Entries provided -
- - - - -
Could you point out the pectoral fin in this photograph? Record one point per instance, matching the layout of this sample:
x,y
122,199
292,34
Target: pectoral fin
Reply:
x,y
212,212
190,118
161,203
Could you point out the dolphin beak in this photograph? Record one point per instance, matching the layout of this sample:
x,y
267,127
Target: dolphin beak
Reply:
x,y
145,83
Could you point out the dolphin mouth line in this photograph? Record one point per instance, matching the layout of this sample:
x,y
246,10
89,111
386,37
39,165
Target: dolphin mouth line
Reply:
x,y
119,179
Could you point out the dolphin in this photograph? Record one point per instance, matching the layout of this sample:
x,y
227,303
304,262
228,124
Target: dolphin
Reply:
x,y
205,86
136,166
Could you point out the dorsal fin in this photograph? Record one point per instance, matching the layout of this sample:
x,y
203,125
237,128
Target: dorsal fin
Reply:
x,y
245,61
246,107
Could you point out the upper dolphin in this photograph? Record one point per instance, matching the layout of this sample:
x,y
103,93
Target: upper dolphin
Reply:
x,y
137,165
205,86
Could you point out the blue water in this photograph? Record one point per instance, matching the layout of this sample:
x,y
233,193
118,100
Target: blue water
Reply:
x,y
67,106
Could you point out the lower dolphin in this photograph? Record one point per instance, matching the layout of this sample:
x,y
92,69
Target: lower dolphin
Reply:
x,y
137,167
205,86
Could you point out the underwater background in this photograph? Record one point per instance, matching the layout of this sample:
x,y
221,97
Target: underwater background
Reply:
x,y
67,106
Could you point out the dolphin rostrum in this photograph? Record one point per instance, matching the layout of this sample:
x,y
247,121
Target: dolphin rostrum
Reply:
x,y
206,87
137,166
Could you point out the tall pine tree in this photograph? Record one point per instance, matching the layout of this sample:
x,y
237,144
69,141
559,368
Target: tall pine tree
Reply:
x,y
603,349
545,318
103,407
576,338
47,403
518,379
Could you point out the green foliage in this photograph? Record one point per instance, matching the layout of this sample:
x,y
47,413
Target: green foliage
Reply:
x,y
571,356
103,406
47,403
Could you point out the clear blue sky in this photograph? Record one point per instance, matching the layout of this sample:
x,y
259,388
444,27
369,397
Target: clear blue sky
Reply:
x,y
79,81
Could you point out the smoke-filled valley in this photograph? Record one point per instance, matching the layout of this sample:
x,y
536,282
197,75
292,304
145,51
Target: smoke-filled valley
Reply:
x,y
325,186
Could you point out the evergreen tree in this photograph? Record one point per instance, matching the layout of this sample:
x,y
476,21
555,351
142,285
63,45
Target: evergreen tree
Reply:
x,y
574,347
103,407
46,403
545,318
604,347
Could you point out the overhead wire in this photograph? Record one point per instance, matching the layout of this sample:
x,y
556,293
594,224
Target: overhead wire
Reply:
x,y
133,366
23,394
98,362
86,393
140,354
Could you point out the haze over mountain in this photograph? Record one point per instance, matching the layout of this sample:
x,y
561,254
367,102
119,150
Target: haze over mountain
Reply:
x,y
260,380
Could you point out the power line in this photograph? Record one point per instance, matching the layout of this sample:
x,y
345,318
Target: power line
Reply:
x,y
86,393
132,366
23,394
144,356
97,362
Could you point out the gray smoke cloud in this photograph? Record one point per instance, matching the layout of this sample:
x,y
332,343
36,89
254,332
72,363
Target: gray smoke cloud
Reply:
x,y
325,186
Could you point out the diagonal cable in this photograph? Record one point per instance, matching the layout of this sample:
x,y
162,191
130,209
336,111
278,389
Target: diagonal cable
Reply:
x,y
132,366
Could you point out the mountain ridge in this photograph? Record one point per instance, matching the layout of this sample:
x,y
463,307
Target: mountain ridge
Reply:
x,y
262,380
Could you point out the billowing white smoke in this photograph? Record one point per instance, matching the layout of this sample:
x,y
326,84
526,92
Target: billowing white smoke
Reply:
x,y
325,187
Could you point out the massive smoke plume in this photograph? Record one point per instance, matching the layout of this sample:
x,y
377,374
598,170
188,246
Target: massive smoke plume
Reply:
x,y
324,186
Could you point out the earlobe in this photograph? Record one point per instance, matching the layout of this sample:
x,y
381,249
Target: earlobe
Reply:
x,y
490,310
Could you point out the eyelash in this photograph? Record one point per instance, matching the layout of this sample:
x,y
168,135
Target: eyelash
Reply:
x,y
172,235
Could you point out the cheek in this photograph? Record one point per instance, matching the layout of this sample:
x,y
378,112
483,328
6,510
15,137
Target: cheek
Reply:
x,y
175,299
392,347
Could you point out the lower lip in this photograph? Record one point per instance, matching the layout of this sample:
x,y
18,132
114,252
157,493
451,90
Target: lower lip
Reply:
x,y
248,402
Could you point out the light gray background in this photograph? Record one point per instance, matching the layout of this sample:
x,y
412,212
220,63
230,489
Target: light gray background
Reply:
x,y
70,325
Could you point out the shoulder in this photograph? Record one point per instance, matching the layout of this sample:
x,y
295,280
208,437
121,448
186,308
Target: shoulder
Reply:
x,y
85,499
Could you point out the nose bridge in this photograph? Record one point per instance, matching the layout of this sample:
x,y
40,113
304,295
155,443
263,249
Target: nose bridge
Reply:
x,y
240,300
- - - - -
Task requirements - Copy the material above, line for line.

The output -
Could you point out the pectoral fin in this photograph? Record one point per instance, matching the layout of this sample:
x,y
122,199
292,34
Target: pectoral fin
Reply:
x,y
212,212
190,118
161,203
Could you point out the dolphin beak in this photograph? Record one point per instance, matching the layout of this sample:
x,y
267,127
Target: dolphin beak
Reply:
x,y
145,83
Could you point out the dolphin mouth line in this photograph? Record one point per instance, matching the layout of this sample:
x,y
246,10
89,111
386,37
39,165
Target: dolphin mouth line
Reply:
x,y
119,179
Could you point out the dolphin in this photograph? Record one point per instance, matching the layout of this sample:
x,y
227,303
304,262
228,124
Target: dolphin
Reply:
x,y
205,86
136,166
Could you point out the dorsal fin in this photograph? Record one point per instance, matching the layout of this sample:
x,y
203,125
237,128
Target: dorsal fin
Reply:
x,y
245,61
246,107
Could you point out the upper dolphin in this photograph? Record one point per instance, matching the layout of this sample:
x,y
103,93
Target: upper dolphin
Reply:
x,y
137,165
205,86
Could you point out the blue water in this photograph? Record one point per instance, matching the layout of this sample:
x,y
233,193
118,100
Target: blue water
Reply:
x,y
67,106
Could you point out the lower dolphin in this photograph? Record one point per instance, matching the layout of this sample:
x,y
92,69
Target: lower dolphin
Reply:
x,y
137,167
205,86
Could you point out the underwater background in this photograph? Record one point per instance, matching the layout of this sample:
x,y
221,97
Target: underwater background
Reply:
x,y
67,106
Could you point out the dolphin rostrum in this photograph? Record one point per instance, matching the layout of this sample:
x,y
247,121
Target: dolphin rostrum
Reply:
x,y
206,87
137,166
Could you point out the tall pine tree in this photograph? Record one point per instance, matching the layout of this sample:
x,y
237,144
69,141
559,368
Target: tall pine tree
Reply:
x,y
603,349
545,318
103,407
576,338
47,403
518,379
Could you point out the green foliage in this photograph? Record one point per instance, matching the layout of this sample:
x,y
47,413
Target: green foliage
Reply:
x,y
571,356
103,406
47,403
Could you point out the clear blue sky in this photograph? Record one point per instance, matching the layout of this sample:
x,y
259,388
444,27
369,397
Target: clear blue sky
Reply:
x,y
79,81
Could you point out the smoke-filled valley in this photograph? Record one point per instance, matching the layout of this sample:
x,y
536,282
197,75
292,304
145,51
Target: smoke-filled valley
Reply:
x,y
325,186
Could you point out the evergreen tree in this photograph? Record one point per instance, matching the layout of this sample:
x,y
476,21
555,351
142,285
63,45
Target: evergreen tree
Reply:
x,y
574,347
103,407
46,403
545,318
604,347
Could you point out the overhead wire in this photograph? Record one point per instance, matching the layout of this sample:
x,y
556,293
594,224
Target: overhead wire
Reply:
x,y
133,366
23,394
98,362
86,393
140,354
Could you point out the haze over mountain in this photograph? Record one point per instance, matching the layout of this sample:
x,y
561,254
367,102
119,150
Target: haze over mountain
Reply:
x,y
260,380
Could you point out the power line in this photograph? Record one point per instance, matching the layout of this sample:
x,y
345,318
Target: power line
Reply:
x,y
86,393
132,366
23,394
144,356
97,362
Could you point out the gray smoke cloud in this photograph? Record one point per instance, matching the layout of this sample:
x,y
332,343
36,89
254,332
72,363
Target: gray smoke cloud
Reply:
x,y
325,186
Could you point out the diagonal cable in this photograph? Record one point per instance, matching the layout of this sample:
x,y
162,191
130,209
336,111
278,389
Target: diagonal cable
Reply:
x,y
132,366
Could you point out the mountain ridge in this photograph? Record one point per instance, matching the layout of this sample:
x,y
463,307
Target: mountain ridge
Reply:
x,y
262,380
Could you point out the billowing white smoke in this photograph? Record one point per instance, matching the layout of this sample:
x,y
326,84
526,92
Target: billowing white smoke
Reply:
x,y
325,187
Could you point out the massive smoke plume in this photograph? Record one point per instance, matching the layout of this sample:
x,y
377,374
598,170
188,246
Target: massive smoke plume
Reply:
x,y
324,186
Could you point out the earlobe in this photograph? Record one point per instance, matching the layout of this sample:
x,y
381,249
Target: earlobe
Reply:
x,y
490,310
Could you point out the eyelash in this photograph? Record one point per instance, matching the layout of this sample:
x,y
168,135
Target: eyelash
Reply:
x,y
172,235
Could you point out the cheek in this photograph? Record one point per instance, matching the layout of this sample:
x,y
378,112
483,328
6,510
15,137
Target: cheek
Reply:
x,y
175,299
392,347
Could you point out the lower lip in this photograph? Record one point per instance, matching the layout of this sample:
x,y
18,132
114,252
157,493
451,90
Target: lower lip
Reply:
x,y
248,402
Could you point out the light gray background in this photograph? Record one point per instance, matching the layout of this sample:
x,y
412,212
220,63
230,489
Target: light gray background
Reply:
x,y
70,325
Could you point out the shoulder in this photograph? Record one point per instance, matching the layout of this sample:
x,y
295,280
208,437
121,448
186,308
Target: shoulder
Reply:
x,y
85,499
Could you point out the nose bridge in this photograph? Record one point per instance, matching the layout of this sample:
x,y
40,113
304,295
155,443
263,249
Target: nose bridge
Reply:
x,y
240,300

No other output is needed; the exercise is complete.